JOB
Please copy every one of the records below line for line, with no changes.

EXERCISE MATERIALS
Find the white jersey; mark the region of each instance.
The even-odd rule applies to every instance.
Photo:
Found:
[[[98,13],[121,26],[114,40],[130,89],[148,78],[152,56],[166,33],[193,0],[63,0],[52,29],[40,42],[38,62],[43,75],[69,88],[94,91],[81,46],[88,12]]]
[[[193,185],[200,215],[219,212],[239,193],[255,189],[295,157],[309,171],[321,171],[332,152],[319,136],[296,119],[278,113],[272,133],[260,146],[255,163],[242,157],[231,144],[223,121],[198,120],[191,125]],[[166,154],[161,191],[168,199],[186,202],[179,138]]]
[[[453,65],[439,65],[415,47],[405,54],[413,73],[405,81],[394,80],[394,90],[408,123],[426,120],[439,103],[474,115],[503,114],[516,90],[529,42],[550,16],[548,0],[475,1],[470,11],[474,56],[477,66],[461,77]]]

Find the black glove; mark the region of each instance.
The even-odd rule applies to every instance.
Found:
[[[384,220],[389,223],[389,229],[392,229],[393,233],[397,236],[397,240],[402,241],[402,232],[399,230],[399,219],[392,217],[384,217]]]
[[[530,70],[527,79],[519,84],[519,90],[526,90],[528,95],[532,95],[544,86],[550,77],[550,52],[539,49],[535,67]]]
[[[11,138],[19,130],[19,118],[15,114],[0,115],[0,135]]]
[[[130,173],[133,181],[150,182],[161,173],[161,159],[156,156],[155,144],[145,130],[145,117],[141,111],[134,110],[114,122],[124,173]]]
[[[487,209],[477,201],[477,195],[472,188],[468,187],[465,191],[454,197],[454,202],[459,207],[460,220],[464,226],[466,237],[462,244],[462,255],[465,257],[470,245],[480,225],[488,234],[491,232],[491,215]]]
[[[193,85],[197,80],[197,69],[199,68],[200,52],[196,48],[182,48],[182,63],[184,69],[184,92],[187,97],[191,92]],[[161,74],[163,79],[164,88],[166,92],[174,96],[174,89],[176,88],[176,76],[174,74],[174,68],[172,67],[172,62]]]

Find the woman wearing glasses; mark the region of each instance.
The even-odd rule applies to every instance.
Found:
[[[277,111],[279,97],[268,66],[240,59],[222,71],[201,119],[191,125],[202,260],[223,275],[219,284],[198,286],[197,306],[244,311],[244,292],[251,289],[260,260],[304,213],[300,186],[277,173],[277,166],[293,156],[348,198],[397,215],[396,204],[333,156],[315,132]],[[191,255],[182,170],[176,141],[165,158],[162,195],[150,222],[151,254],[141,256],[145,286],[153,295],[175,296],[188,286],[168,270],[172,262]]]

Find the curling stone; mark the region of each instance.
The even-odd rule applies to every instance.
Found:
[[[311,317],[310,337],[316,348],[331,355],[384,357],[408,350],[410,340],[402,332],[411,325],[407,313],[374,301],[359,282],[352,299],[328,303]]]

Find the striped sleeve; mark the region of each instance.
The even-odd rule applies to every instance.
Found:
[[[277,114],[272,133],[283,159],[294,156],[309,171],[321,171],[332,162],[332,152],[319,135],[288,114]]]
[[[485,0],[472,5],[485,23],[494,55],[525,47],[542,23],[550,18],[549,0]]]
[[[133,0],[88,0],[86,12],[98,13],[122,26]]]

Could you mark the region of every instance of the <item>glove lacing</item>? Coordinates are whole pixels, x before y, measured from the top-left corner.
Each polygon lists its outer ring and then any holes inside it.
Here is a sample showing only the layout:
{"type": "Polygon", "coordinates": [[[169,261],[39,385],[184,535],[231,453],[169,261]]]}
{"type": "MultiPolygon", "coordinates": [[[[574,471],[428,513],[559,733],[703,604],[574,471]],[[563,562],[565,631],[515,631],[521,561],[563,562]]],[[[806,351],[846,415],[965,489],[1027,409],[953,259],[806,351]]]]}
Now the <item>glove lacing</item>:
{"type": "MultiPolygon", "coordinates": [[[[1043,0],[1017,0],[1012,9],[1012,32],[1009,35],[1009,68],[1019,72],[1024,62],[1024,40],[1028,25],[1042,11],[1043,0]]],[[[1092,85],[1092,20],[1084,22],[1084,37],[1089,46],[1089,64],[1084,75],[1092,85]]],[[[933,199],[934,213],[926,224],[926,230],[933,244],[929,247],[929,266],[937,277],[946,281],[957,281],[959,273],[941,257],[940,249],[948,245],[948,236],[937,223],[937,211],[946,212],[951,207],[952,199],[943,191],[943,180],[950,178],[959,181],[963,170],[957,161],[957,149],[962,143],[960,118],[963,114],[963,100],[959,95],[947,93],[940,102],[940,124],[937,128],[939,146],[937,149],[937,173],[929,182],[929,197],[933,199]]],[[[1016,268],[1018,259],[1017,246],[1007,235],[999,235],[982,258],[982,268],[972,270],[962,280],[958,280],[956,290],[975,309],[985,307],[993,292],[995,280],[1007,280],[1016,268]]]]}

ANSWER FOR THE TASK
Find the white jersey; mark the region of each instance.
The even-odd rule applies to every instance.
Photo:
Found:
[[[98,13],[121,26],[114,40],[130,89],[148,78],[152,56],[166,33],[193,0],[63,0],[52,29],[40,42],[38,62],[43,75],[69,88],[94,91],[81,46],[88,12]]]
[[[193,185],[200,215],[219,212],[239,193],[255,189],[295,157],[309,171],[321,171],[332,152],[319,136],[296,119],[278,113],[272,133],[260,146],[255,163],[242,157],[231,144],[223,121],[198,120],[191,125]],[[166,154],[161,191],[168,199],[186,202],[179,138]]]
[[[453,65],[439,65],[415,47],[405,54],[413,73],[405,81],[394,80],[394,90],[408,123],[426,120],[439,103],[474,115],[503,114],[516,90],[529,42],[550,16],[548,0],[475,1],[470,11],[474,56],[477,66],[461,77]]]

Find the black glove; mark the region of each instance.
The even-odd rule applies to every instance.
Found:
[[[384,220],[389,223],[389,229],[392,229],[393,233],[397,236],[397,240],[402,241],[402,232],[399,230],[399,219],[392,217],[384,217]]]
[[[530,70],[527,79],[519,84],[519,90],[526,90],[528,95],[532,95],[544,86],[550,77],[550,52],[539,49],[535,67]]]
[[[11,138],[19,130],[19,118],[15,114],[0,115],[0,135]]]
[[[130,173],[133,181],[150,182],[161,173],[161,159],[156,156],[155,144],[145,130],[145,117],[141,111],[134,110],[114,122],[124,173]]]
[[[487,209],[477,201],[477,195],[472,188],[468,187],[465,191],[454,197],[454,202],[459,207],[460,220],[464,226],[466,237],[462,244],[462,255],[465,257],[470,245],[480,225],[488,234],[491,232],[491,215]]]
[[[193,85],[197,80],[197,69],[199,68],[200,52],[196,48],[182,48],[182,63],[184,69],[184,92],[187,97],[191,92]],[[161,74],[163,79],[164,88],[166,92],[174,96],[174,89],[176,88],[176,76],[174,74],[174,68],[172,67],[172,62]]]

Find the woman wearing glasses; mark the region of each instance.
The even-odd rule applies to every instance.
Found:
[[[277,111],[279,97],[268,66],[240,59],[222,71],[201,119],[191,125],[202,260],[223,275],[219,284],[198,286],[197,306],[244,311],[244,292],[251,289],[260,260],[304,213],[300,186],[277,173],[277,166],[293,156],[348,198],[397,215],[396,204],[333,156],[315,132]],[[191,255],[182,170],[176,141],[165,158],[162,195],[150,222],[151,254],[141,256],[145,286],[153,295],[175,296],[188,286],[168,270],[172,262]]]

Find the curling stone; mark the region of each instance.
The even-odd rule applies to every instance.
Found:
[[[311,317],[310,337],[316,348],[331,355],[384,357],[408,350],[410,340],[402,332],[411,325],[407,313],[374,301],[359,282],[352,299],[328,303]]]

Find the striped sleeve; mark the region of each instance.
The even-odd rule applies to every instance.
Found:
[[[277,114],[272,133],[283,159],[294,156],[309,171],[321,171],[332,162],[332,152],[319,135],[288,114]]]
[[[485,0],[472,5],[485,23],[494,55],[525,47],[542,23],[550,18],[549,0]]]
[[[133,0],[88,0],[86,12],[98,13],[122,26]]]

Could you mark the region of every instance of the <item>glove lacing</item>? Coordinates are whole pixels, x before y, measured from the top-left corner.
Each polygon lists its outer ring and then any holes inside it.
Here is a sample showing only the layout:
{"type": "Polygon", "coordinates": [[[169,261],[39,385],[184,535],[231,453],[169,261]]]}
{"type": "MultiPolygon", "coordinates": [[[[574,471],[428,513],[559,733],[703,604],[574,471]],[[563,562],[565,631],[515,631],[521,561],[563,562]]],[[[806,351],[846,415],[965,489],[1027,409],[953,259],[806,351]]]]}
Now the <item>glove lacing</item>:
{"type": "MultiPolygon", "coordinates": [[[[1043,0],[1017,0],[1012,9],[1012,32],[1009,35],[1009,68],[1019,72],[1024,62],[1024,40],[1028,25],[1042,11],[1043,0]]],[[[1092,85],[1092,20],[1084,22],[1084,37],[1089,46],[1089,64],[1084,75],[1092,85]]],[[[933,199],[934,213],[926,224],[926,230],[933,244],[929,247],[929,266],[937,277],[946,281],[957,281],[959,273],[941,257],[940,249],[948,245],[948,236],[937,223],[937,211],[946,212],[951,207],[952,199],[943,191],[943,180],[950,178],[959,181],[963,170],[957,161],[957,149],[962,143],[960,118],[963,114],[963,100],[959,95],[947,93],[940,102],[940,124],[937,128],[939,146],[937,149],[937,173],[929,182],[929,197],[933,199]]],[[[1016,268],[1018,259],[1017,246],[1007,235],[999,235],[982,258],[982,268],[972,270],[962,280],[958,280],[956,290],[975,309],[985,307],[993,292],[995,280],[1007,280],[1016,268]]]]}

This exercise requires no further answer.